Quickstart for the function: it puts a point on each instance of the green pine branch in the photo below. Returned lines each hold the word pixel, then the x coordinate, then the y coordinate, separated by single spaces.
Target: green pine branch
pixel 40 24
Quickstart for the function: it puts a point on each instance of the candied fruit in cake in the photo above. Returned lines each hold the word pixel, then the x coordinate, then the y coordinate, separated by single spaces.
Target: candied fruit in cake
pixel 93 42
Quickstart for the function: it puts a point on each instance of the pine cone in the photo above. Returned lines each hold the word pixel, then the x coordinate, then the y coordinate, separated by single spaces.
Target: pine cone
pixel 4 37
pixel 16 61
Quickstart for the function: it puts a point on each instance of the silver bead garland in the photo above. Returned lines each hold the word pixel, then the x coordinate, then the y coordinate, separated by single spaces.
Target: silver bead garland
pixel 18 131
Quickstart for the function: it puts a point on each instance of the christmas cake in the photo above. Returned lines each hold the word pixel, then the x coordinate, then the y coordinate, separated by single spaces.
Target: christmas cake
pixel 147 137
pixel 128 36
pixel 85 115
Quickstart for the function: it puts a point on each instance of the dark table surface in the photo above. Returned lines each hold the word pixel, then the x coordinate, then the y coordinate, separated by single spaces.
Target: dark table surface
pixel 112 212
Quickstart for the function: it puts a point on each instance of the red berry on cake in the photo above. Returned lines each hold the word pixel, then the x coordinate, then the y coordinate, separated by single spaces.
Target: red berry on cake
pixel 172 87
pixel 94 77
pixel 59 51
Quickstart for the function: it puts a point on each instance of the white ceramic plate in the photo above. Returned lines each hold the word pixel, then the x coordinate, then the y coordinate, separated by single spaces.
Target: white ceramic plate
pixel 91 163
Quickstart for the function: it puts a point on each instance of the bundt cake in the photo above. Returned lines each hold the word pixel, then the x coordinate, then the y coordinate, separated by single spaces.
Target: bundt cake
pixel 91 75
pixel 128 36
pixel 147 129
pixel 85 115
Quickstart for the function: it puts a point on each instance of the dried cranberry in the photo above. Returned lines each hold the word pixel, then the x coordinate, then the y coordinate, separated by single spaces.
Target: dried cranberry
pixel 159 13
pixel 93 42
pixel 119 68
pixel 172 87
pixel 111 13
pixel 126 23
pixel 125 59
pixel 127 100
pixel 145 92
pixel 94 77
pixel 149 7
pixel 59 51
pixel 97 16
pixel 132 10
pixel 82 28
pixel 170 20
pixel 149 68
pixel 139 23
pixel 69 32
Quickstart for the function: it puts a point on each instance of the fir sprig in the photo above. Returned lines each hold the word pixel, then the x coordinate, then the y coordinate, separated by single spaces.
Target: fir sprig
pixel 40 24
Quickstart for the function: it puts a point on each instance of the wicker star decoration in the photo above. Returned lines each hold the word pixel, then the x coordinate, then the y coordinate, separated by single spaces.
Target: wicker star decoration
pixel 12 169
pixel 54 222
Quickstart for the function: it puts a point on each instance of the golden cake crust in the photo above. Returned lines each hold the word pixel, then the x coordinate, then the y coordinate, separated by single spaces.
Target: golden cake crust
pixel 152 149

■ ■ ■ ■

• [Exercise prompt] Line by line, reproduce the material exactly.

• [Answer space]
Quickstart for the function: it puts a point on each instance of the green pine branch in the photo below. Returned lines each hold the word pixel, then the x coordinate, then the y coordinate, separated by single spaces.
Target: green pine branch
pixel 40 24
Quickstart for the function: it puts a point on each instance of the candied fruit in cake in the photo above. Returned lines each hold the word pixel, then the x coordinate, then the y coordinate, separated by single spaces.
Target: candied fruit in cake
pixel 93 42
Quickstart for the function: it puts a point on each instance of the pine cone in the photo above. Returned lines each hold the word pixel, then the x coordinate, then the y coordinate, separated by single spaces.
Target: pine cone
pixel 4 37
pixel 16 61
Quickstart for the function: it puts a point on each instance of the silver bead garland in the photo above. Returned lines each hold the word pixel, then the x coordinate, then the y coordinate, separated by single spaces.
Target: silver bead garland
pixel 18 131
Quickstart for the function: it puts a point on each instance of the christmas cake in the photo above. Returned lines each hold the word pixel, then the x coordinate, then the y coordinate, separated by single spaces.
Target: christmas cake
pixel 147 137
pixel 128 36
pixel 85 115
Quickstart for the function: it puts a point on each instance of the dark table surface in the photo above. Returned lines each hold the word pixel, then the x coordinate, then the y coordinate, separated by single spaces.
Target: dark table surface
pixel 112 212
Quickstart for the function: it puts a point on each instance of the red berry on cake in the photo above. Returned lines each hold the word pixel, then the x coordinate, then the y coordinate, separated by single spaces.
Target: red berry on cake
pixel 172 87
pixel 94 77
pixel 59 51
Quickstart for the function: it puts a point on each instance of the white ceramic plate in the photo above. Returned lines each hold the word pixel, then the x coordinate, then the y coordinate, separated by single spaces.
Target: white ceramic plate
pixel 91 163
Quickstart for the function: it puts a point on each instance of the bundt cake in the photo above. Returned lines each hold the word pixel, then the x coordinate, then the y coordinate, separated by single spaces.
Target: bundt cake
pixel 91 75
pixel 128 36
pixel 147 129
pixel 85 115
Quickstart for the function: it puts a point on each instance of the dried cranberry in the photo above. Returned lines each hold the word pixel, then the x coordinate, then the y coordinate, separated by single spaces.
Target: dried cranberry
pixel 159 13
pixel 93 42
pixel 119 68
pixel 172 87
pixel 111 13
pixel 126 23
pixel 125 59
pixel 127 100
pixel 145 92
pixel 94 77
pixel 149 7
pixel 59 51
pixel 97 16
pixel 132 10
pixel 82 28
pixel 170 20
pixel 149 68
pixel 139 23
pixel 69 32
Quickstart for the function: it puts a point on each instance of the fir sprig in the photo above. Returned lines each hold the word pixel, then the x coordinate, then the y coordinate, separated by single spaces.
Target: fir sprig
pixel 40 24
Quickstart for the function: it puts a point on each instance of the wicker star decoration in the photo above. Returned lines each hold the word pixel, then the x coordinate, then the y coordinate, separated by single spaces.
Target: wicker star decoration
pixel 12 169
pixel 54 222
Quickstart for the function: it puts a point on each instance of the golden cake crust in the photo above. Returned lines each hold the word pixel, then the x coordinate, then the y coordinate, separated by single spaces.
Target: golden cake crust
pixel 152 149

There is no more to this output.